=== Task to carry out ===
How many of the lines below contain the word "interior", with uppercase and lowercase counted as different? Reply with the number alone.

((

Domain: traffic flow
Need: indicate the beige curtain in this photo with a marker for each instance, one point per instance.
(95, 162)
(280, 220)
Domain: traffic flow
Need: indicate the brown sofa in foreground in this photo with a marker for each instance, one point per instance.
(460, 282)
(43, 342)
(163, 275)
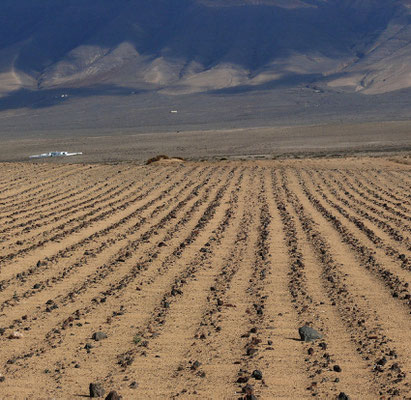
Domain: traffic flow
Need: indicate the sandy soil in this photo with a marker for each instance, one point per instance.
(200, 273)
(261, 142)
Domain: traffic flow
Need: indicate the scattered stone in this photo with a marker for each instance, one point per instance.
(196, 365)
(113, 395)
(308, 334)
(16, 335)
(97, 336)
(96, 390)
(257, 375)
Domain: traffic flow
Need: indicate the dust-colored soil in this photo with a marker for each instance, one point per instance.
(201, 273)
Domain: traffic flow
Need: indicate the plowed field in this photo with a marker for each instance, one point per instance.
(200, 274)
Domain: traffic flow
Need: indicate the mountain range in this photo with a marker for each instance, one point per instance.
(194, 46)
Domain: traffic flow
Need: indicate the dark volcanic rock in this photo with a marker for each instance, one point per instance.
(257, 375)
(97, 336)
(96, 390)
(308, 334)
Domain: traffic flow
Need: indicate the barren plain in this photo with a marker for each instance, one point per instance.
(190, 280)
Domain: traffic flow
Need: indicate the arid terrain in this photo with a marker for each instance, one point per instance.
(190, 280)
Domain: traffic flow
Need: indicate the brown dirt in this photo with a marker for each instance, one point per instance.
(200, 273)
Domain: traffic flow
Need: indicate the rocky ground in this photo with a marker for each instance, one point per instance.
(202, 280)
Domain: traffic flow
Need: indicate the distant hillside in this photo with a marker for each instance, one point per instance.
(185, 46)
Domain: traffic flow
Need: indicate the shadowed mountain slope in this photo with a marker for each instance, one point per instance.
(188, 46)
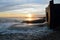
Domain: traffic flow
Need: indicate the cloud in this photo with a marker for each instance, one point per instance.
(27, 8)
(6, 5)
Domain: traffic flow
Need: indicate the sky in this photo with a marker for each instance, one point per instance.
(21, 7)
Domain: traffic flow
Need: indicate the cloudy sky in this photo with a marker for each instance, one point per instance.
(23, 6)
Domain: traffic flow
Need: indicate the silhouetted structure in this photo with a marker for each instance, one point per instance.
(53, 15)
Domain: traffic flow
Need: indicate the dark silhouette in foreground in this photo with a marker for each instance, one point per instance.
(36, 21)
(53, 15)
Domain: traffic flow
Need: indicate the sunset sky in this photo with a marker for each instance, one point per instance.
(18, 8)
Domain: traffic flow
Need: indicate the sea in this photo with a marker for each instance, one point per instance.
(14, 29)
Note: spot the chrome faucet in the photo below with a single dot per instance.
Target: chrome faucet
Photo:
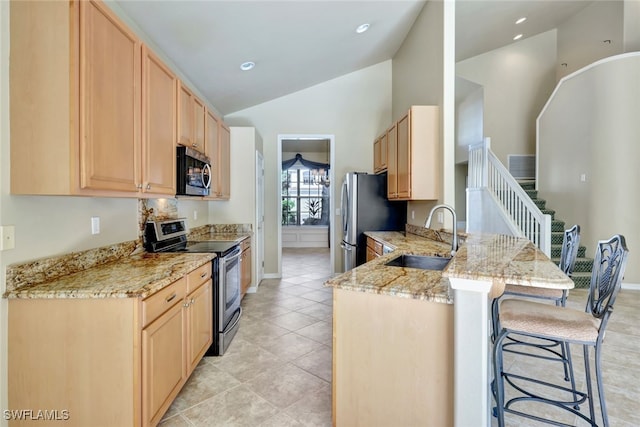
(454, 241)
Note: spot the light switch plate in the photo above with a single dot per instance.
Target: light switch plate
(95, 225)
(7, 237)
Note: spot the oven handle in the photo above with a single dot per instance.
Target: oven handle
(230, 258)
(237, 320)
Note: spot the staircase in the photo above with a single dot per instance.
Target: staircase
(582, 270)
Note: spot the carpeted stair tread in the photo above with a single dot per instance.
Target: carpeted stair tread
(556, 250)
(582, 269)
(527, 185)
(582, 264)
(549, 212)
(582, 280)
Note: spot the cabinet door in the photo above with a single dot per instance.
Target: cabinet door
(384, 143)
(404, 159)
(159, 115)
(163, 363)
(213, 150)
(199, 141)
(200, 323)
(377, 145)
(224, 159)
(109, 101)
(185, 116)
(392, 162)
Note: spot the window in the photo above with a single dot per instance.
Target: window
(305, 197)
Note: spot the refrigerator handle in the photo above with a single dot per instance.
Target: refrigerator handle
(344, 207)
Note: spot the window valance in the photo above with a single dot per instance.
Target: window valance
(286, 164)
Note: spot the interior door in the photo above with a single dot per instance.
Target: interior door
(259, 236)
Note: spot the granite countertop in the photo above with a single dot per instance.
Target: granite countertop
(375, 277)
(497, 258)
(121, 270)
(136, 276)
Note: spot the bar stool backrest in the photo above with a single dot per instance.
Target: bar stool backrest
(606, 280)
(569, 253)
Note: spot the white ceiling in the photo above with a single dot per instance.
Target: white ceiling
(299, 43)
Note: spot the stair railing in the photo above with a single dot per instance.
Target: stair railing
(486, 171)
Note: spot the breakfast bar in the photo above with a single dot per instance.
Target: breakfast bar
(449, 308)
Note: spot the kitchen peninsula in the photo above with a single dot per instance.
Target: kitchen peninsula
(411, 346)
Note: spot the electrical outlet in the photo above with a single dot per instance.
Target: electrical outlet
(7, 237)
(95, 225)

))
((

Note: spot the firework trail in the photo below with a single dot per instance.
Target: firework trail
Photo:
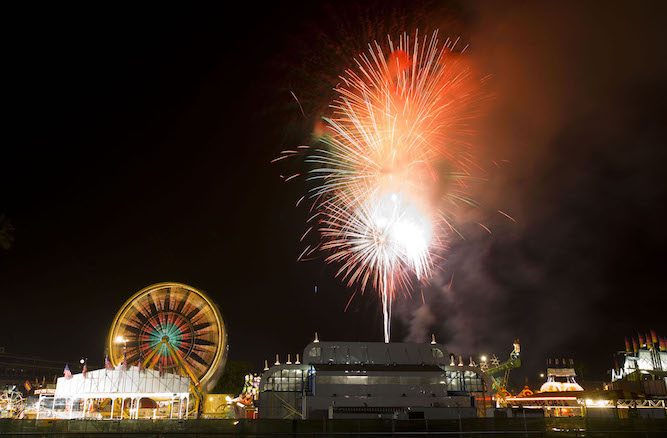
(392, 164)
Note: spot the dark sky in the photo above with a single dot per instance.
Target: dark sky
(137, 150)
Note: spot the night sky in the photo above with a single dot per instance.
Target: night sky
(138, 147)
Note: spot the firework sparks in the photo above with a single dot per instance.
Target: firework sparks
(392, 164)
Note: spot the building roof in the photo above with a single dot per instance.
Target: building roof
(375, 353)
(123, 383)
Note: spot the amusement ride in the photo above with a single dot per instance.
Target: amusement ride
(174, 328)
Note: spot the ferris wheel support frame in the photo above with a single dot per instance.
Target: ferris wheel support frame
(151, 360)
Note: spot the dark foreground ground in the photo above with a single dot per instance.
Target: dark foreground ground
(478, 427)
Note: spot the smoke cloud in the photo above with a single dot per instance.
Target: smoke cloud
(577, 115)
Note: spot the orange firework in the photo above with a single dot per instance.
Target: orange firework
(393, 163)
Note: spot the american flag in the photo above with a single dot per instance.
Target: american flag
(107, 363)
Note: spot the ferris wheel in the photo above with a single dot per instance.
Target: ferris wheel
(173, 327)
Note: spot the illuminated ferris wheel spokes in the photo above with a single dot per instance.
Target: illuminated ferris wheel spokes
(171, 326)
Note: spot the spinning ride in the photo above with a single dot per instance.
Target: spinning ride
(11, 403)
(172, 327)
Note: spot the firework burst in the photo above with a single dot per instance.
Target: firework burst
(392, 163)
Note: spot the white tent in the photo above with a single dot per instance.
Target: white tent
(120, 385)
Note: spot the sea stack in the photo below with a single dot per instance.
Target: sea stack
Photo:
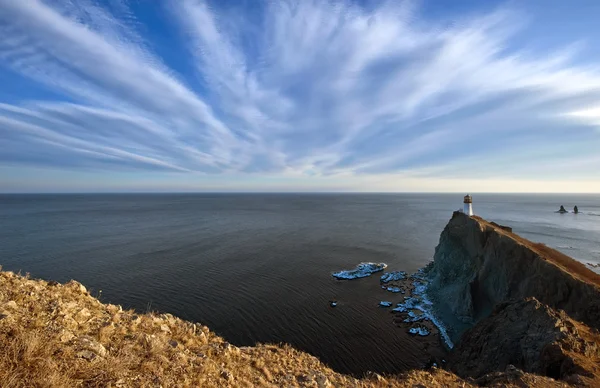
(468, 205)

))
((

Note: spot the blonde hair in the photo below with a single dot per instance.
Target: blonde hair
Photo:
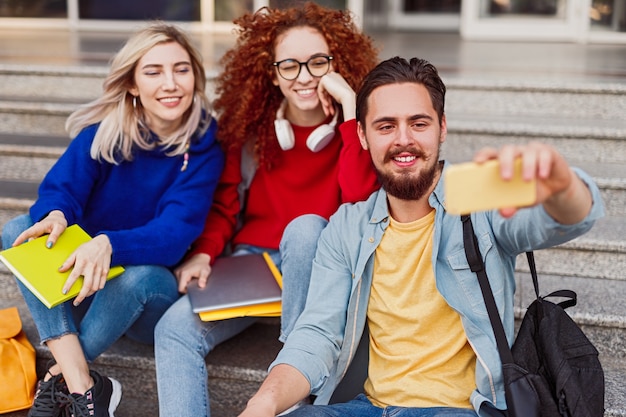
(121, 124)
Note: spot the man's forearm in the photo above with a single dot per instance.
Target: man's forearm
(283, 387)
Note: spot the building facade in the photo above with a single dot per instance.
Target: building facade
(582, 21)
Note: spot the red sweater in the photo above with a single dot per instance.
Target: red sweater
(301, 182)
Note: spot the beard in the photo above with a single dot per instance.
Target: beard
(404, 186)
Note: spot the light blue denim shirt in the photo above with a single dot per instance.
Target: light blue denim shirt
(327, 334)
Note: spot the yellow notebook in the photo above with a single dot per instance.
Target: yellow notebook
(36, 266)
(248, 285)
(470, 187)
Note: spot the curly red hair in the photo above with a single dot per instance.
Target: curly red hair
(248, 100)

))

=== Full answer ===
2